[Activity] Your task is to extract the lines from the one holding "Expected output: for each instance of the blue jeans, one" through the end of the material. Set them down exactly and add nothing.
---------- Entries shown
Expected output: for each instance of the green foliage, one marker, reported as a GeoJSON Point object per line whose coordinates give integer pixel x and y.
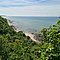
{"type": "Point", "coordinates": [51, 48]}
{"type": "Point", "coordinates": [18, 46]}
{"type": "Point", "coordinates": [14, 45]}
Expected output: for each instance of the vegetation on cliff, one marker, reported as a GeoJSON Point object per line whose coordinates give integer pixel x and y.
{"type": "Point", "coordinates": [17, 46]}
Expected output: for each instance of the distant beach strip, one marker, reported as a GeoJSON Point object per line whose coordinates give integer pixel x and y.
{"type": "Point", "coordinates": [27, 34]}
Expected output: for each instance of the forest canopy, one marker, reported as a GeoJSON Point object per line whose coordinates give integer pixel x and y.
{"type": "Point", "coordinates": [17, 46]}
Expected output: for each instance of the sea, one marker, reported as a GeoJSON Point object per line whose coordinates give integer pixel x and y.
{"type": "Point", "coordinates": [30, 24]}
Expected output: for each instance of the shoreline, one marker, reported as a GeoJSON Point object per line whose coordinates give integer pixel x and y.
{"type": "Point", "coordinates": [27, 34]}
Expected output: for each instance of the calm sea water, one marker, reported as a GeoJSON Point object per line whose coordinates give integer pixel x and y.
{"type": "Point", "coordinates": [32, 24]}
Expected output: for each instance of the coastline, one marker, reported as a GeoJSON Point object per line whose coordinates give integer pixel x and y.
{"type": "Point", "coordinates": [27, 34]}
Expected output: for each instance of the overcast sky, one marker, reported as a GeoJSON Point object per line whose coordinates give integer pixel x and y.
{"type": "Point", "coordinates": [30, 7]}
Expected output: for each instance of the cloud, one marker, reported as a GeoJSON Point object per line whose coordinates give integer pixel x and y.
{"type": "Point", "coordinates": [51, 10]}
{"type": "Point", "coordinates": [19, 3]}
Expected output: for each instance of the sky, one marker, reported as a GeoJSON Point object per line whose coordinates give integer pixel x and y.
{"type": "Point", "coordinates": [30, 7]}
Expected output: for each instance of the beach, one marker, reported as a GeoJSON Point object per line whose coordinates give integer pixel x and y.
{"type": "Point", "coordinates": [27, 34]}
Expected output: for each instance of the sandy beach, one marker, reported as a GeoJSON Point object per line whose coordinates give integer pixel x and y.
{"type": "Point", "coordinates": [27, 34]}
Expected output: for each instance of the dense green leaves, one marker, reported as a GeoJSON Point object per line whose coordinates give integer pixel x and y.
{"type": "Point", "coordinates": [18, 46]}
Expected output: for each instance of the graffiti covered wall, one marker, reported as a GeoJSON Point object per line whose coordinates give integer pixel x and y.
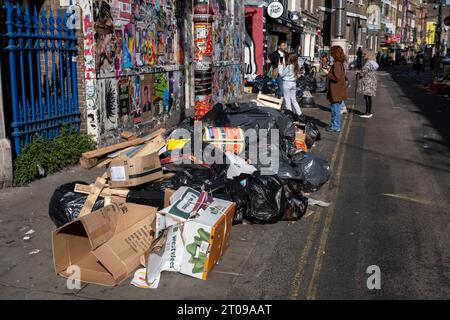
{"type": "Point", "coordinates": [218, 39]}
{"type": "Point", "coordinates": [253, 50]}
{"type": "Point", "coordinates": [228, 37]}
{"type": "Point", "coordinates": [136, 53]}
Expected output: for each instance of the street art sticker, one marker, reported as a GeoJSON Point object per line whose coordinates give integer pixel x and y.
{"type": "Point", "coordinates": [124, 100]}
{"type": "Point", "coordinates": [203, 41]}
{"type": "Point", "coordinates": [146, 97]}
{"type": "Point", "coordinates": [161, 97]}
{"type": "Point", "coordinates": [108, 104]}
{"type": "Point", "coordinates": [125, 9]}
{"type": "Point", "coordinates": [104, 38]}
{"type": "Point", "coordinates": [128, 46]}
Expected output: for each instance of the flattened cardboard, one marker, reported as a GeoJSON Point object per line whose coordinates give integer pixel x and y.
{"type": "Point", "coordinates": [129, 172]}
{"type": "Point", "coordinates": [105, 244]}
{"type": "Point", "coordinates": [215, 219]}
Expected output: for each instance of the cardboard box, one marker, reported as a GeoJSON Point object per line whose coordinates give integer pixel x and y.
{"type": "Point", "coordinates": [299, 142]}
{"type": "Point", "coordinates": [128, 172]}
{"type": "Point", "coordinates": [106, 244]}
{"type": "Point", "coordinates": [206, 235]}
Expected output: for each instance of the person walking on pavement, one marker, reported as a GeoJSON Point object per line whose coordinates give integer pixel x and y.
{"type": "Point", "coordinates": [347, 85]}
{"type": "Point", "coordinates": [337, 91]}
{"type": "Point", "coordinates": [290, 72]}
{"type": "Point", "coordinates": [275, 59]}
{"type": "Point", "coordinates": [419, 63]}
{"type": "Point", "coordinates": [367, 84]}
{"type": "Point", "coordinates": [359, 55]}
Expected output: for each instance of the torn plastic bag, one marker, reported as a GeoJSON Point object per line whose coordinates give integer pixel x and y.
{"type": "Point", "coordinates": [296, 203]}
{"type": "Point", "coordinates": [267, 199]}
{"type": "Point", "coordinates": [312, 170]}
{"type": "Point", "coordinates": [147, 198]}
{"type": "Point", "coordinates": [250, 116]}
{"type": "Point", "coordinates": [65, 204]}
{"type": "Point", "coordinates": [322, 85]}
{"type": "Point", "coordinates": [281, 165]}
{"type": "Point", "coordinates": [312, 133]}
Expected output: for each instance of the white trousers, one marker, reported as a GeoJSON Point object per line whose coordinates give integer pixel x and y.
{"type": "Point", "coordinates": [290, 96]}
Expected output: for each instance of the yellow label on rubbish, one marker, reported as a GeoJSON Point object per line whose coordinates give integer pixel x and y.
{"type": "Point", "coordinates": [174, 144]}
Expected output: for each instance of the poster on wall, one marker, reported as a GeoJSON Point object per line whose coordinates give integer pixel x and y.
{"type": "Point", "coordinates": [108, 104]}
{"type": "Point", "coordinates": [104, 38]}
{"type": "Point", "coordinates": [124, 98]}
{"type": "Point", "coordinates": [146, 84]}
{"type": "Point", "coordinates": [161, 96]}
{"type": "Point", "coordinates": [373, 18]}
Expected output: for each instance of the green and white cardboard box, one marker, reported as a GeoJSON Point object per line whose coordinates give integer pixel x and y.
{"type": "Point", "coordinates": [196, 231]}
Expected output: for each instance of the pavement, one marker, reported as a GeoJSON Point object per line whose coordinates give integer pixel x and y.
{"type": "Point", "coordinates": [390, 191]}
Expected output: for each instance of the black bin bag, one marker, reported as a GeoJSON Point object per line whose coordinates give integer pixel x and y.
{"type": "Point", "coordinates": [267, 201]}
{"type": "Point", "coordinates": [65, 204]}
{"type": "Point", "coordinates": [296, 202]}
{"type": "Point", "coordinates": [312, 171]}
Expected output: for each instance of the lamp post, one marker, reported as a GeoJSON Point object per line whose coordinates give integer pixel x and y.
{"type": "Point", "coordinates": [437, 60]}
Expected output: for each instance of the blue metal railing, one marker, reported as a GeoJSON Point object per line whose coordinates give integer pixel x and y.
{"type": "Point", "coordinates": [41, 53]}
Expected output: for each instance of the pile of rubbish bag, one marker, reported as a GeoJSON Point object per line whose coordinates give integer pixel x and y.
{"type": "Point", "coordinates": [156, 185]}
{"type": "Point", "coordinates": [275, 195]}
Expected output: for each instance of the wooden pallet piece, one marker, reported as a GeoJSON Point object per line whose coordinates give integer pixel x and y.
{"type": "Point", "coordinates": [127, 135]}
{"type": "Point", "coordinates": [92, 197]}
{"type": "Point", "coordinates": [87, 189]}
{"type": "Point", "coordinates": [269, 101]}
{"type": "Point", "coordinates": [105, 150]}
{"type": "Point", "coordinates": [150, 147]}
{"type": "Point", "coordinates": [88, 163]}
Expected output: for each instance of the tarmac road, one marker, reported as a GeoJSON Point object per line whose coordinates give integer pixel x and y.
{"type": "Point", "coordinates": [390, 192]}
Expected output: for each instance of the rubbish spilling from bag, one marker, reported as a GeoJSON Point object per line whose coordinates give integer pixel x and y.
{"type": "Point", "coordinates": [168, 200]}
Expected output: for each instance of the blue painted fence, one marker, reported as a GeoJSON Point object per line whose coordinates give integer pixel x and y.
{"type": "Point", "coordinates": [42, 70]}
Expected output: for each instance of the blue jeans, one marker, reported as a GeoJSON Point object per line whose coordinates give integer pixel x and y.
{"type": "Point", "coordinates": [336, 116]}
{"type": "Point", "coordinates": [280, 87]}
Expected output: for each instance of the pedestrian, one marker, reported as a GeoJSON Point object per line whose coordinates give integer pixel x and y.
--------------------
[Result]
Expected output: for each instance of the blue jeans, one marker, reported as a GeoJSON Point object per line whose coordinates give integer pixel x and y.
{"type": "Point", "coordinates": [336, 116]}
{"type": "Point", "coordinates": [280, 87]}
Expected output: for each instance of the pedestrian, one marker, reported as a GeoJSON Point object per line whose coordinates give integer pixel x and y.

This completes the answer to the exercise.